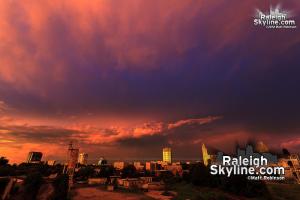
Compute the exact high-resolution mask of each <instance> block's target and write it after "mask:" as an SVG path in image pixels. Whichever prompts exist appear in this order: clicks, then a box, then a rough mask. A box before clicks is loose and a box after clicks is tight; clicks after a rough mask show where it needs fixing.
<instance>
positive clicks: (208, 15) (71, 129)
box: [0, 0, 300, 163]
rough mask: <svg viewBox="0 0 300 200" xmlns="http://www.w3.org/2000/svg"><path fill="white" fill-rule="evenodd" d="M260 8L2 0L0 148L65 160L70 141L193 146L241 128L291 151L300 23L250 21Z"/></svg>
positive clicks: (297, 95) (139, 152)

____

_Work order_:
Return every line of the records as a JSON list of strings, one string per line, with blank lines and pictures left out.

_Answer section_:
[
  "Compute the exact high-resolution mask of each <instance> block's target and write it after \"mask:\" as an SVG path in image pixels. Whichever prompts exist appear in this order: clicks, then a box, then a rough mask. A box before clicks is loose and a box after clicks is tight; clicks after a rough mask show where it needs fixing.",
  "<instance>",
  "positive clicks: (208, 15) (71, 129)",
  "box: [0, 0, 300, 163]",
  "rough mask: <svg viewBox=\"0 0 300 200\" xmlns=\"http://www.w3.org/2000/svg\"><path fill=\"white\" fill-rule=\"evenodd\" d=\"M260 8L2 0L0 148L65 160L70 141L193 146L241 128L291 151L300 23L250 21Z\"/></svg>",
  "positive clicks: (297, 95) (139, 152)"
]